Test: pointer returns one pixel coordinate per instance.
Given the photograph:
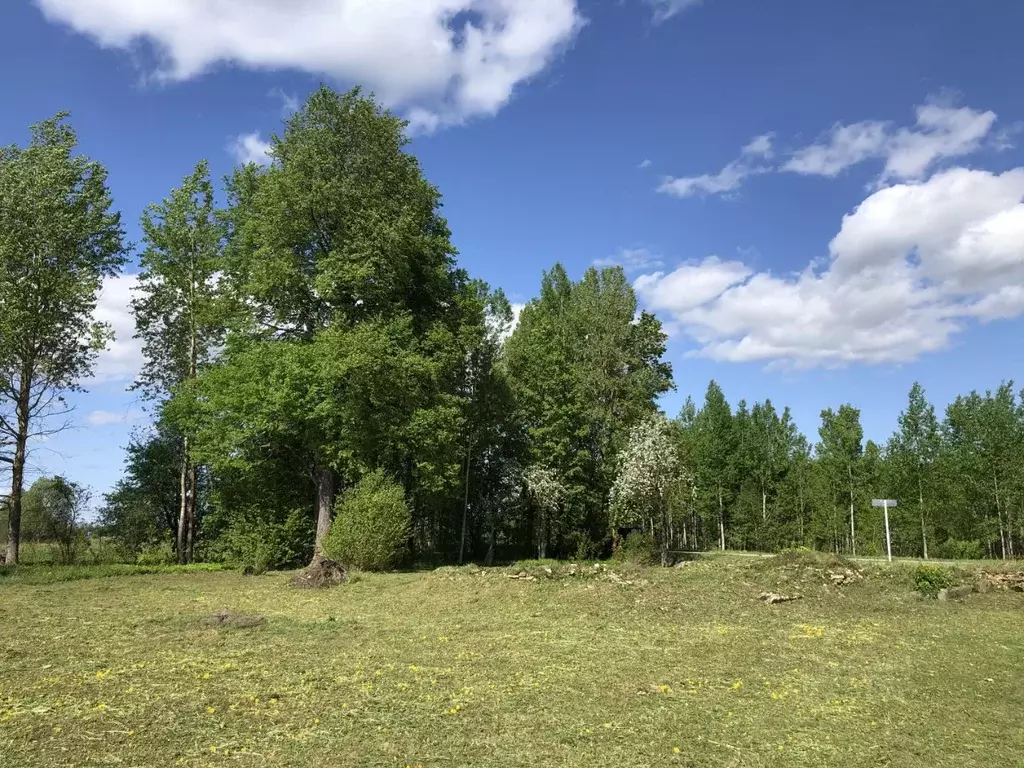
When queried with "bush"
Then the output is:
(639, 549)
(928, 580)
(255, 539)
(162, 554)
(953, 549)
(372, 524)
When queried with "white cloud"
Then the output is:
(289, 101)
(939, 132)
(668, 8)
(123, 357)
(250, 147)
(729, 178)
(104, 418)
(445, 60)
(909, 268)
(632, 260)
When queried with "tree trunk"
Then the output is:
(465, 511)
(924, 530)
(17, 473)
(998, 515)
(666, 531)
(721, 519)
(325, 507)
(193, 521)
(853, 532)
(181, 542)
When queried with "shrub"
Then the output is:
(372, 524)
(639, 549)
(161, 554)
(263, 542)
(928, 580)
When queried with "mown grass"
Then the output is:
(469, 668)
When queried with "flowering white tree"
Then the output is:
(648, 470)
(548, 493)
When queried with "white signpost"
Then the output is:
(886, 504)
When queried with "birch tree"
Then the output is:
(178, 312)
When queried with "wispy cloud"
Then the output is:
(105, 418)
(250, 147)
(729, 178)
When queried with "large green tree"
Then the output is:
(840, 452)
(584, 368)
(715, 457)
(58, 240)
(350, 330)
(912, 454)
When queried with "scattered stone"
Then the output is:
(844, 577)
(228, 620)
(955, 593)
(773, 597)
(320, 574)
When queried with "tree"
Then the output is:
(648, 469)
(348, 342)
(142, 509)
(716, 442)
(912, 453)
(549, 495)
(58, 240)
(179, 312)
(840, 452)
(53, 508)
(584, 368)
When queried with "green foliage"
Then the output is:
(372, 524)
(264, 542)
(929, 579)
(162, 554)
(639, 548)
(954, 549)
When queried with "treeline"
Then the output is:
(314, 341)
(761, 484)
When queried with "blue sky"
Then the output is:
(822, 201)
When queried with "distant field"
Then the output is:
(682, 667)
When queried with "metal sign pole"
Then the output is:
(889, 545)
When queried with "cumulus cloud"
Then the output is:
(938, 132)
(444, 60)
(250, 147)
(123, 357)
(729, 178)
(632, 260)
(909, 268)
(105, 418)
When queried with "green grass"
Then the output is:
(469, 668)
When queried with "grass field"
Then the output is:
(467, 668)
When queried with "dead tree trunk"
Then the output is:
(325, 505)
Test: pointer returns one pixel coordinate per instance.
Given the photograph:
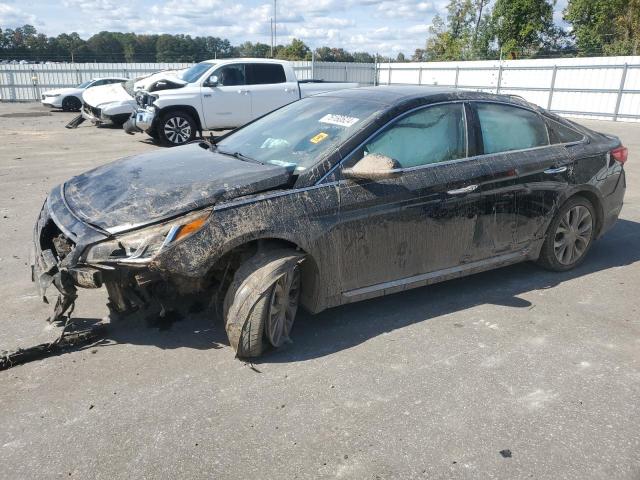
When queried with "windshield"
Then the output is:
(128, 87)
(299, 134)
(192, 74)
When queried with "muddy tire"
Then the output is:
(570, 235)
(71, 104)
(261, 302)
(176, 128)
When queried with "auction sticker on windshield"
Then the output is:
(318, 138)
(340, 120)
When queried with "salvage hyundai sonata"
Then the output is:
(335, 198)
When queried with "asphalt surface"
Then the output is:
(514, 373)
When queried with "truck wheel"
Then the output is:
(176, 128)
(569, 236)
(71, 104)
(261, 303)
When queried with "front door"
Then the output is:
(268, 87)
(424, 219)
(226, 103)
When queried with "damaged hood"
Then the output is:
(64, 91)
(147, 188)
(114, 92)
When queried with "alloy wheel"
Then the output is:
(177, 130)
(283, 307)
(573, 235)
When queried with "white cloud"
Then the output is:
(11, 17)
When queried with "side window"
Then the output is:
(560, 133)
(265, 73)
(431, 135)
(506, 128)
(231, 75)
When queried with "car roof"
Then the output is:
(390, 95)
(246, 59)
(109, 78)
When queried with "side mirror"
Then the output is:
(212, 81)
(373, 167)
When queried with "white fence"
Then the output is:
(26, 82)
(603, 87)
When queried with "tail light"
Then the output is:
(619, 154)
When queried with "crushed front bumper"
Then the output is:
(142, 120)
(93, 114)
(58, 241)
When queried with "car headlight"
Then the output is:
(142, 245)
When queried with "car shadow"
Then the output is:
(344, 327)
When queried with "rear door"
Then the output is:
(268, 87)
(518, 136)
(227, 103)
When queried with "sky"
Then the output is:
(385, 27)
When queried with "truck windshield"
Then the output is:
(299, 134)
(192, 74)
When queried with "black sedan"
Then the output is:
(332, 199)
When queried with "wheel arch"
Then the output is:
(595, 197)
(191, 110)
(244, 247)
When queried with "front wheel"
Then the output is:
(71, 104)
(176, 128)
(569, 236)
(262, 301)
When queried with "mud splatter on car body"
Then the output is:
(360, 239)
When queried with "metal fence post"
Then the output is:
(12, 85)
(553, 84)
(620, 91)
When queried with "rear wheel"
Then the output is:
(570, 235)
(176, 128)
(262, 301)
(71, 104)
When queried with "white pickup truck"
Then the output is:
(219, 94)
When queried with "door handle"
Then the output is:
(459, 191)
(553, 170)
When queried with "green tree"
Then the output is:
(106, 47)
(296, 50)
(453, 39)
(521, 25)
(69, 45)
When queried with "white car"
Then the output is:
(70, 99)
(113, 104)
(218, 95)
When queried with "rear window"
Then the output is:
(505, 128)
(560, 133)
(265, 73)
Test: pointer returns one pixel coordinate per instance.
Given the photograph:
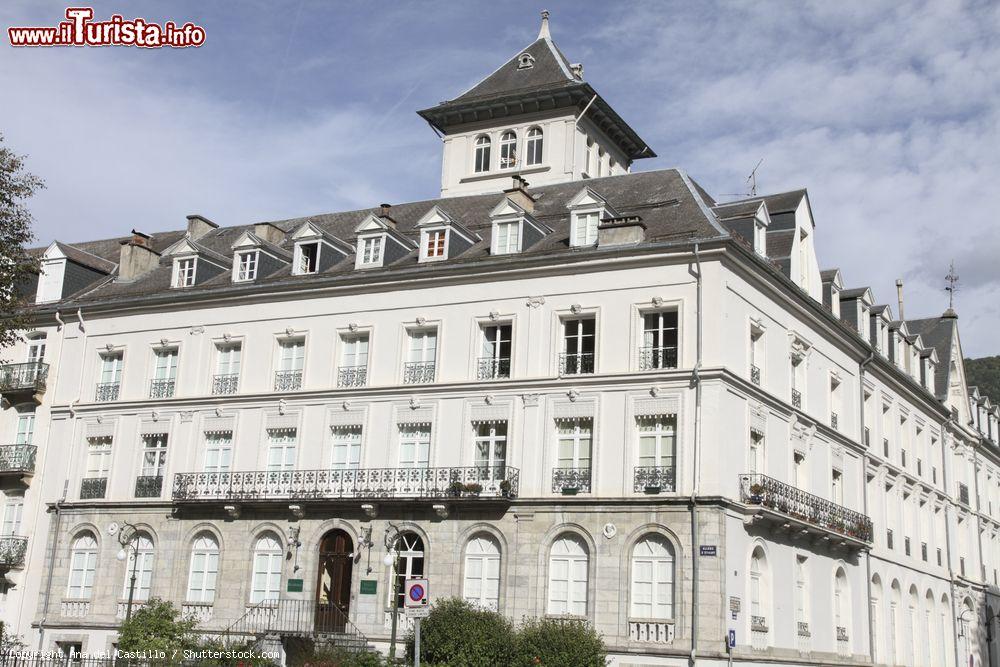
------------------------------------------------------------------------
(Aim):
Count the lines in the rows above that contain the string "field", with matching case-sensitive. Reply with the number alone.

(Finished answer):
2